Required task: Identify every line of the material below that contains the word "green", treating uppercase and lowercase as distinct, and copy each of those lines.

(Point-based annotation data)
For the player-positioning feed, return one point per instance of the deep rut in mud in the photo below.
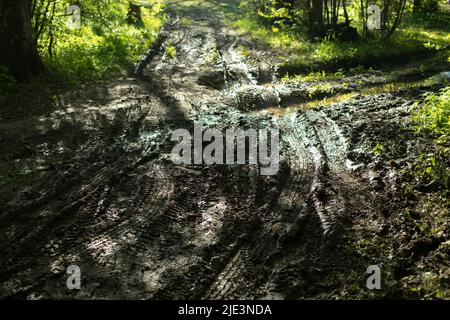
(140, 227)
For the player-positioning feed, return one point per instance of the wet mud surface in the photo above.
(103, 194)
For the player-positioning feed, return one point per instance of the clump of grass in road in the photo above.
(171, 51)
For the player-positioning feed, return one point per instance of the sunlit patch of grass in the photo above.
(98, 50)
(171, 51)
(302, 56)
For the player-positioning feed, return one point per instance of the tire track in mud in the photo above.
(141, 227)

--

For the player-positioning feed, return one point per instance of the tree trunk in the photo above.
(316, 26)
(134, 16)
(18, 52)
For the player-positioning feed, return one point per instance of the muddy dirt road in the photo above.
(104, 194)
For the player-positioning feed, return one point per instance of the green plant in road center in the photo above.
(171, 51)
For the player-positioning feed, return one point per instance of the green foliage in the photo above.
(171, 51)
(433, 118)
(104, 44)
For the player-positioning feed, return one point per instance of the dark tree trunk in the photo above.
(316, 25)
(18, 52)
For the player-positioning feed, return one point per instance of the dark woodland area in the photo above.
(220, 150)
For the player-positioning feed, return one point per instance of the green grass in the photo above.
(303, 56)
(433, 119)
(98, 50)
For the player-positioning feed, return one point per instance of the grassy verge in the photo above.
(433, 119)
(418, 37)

==

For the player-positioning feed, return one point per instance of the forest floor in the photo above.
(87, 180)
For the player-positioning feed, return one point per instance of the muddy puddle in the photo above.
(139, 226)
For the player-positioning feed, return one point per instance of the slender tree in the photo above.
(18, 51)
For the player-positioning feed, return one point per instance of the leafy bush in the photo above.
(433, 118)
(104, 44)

Problem solution:
For the player-positioning feed, return one point per instance of the green plant in road center in the photo above.
For the player-positioning feed, return one point per instance of the green foliage in the photo above.
For the player-positioning feed, return one point per instance of the green grass in the photo above.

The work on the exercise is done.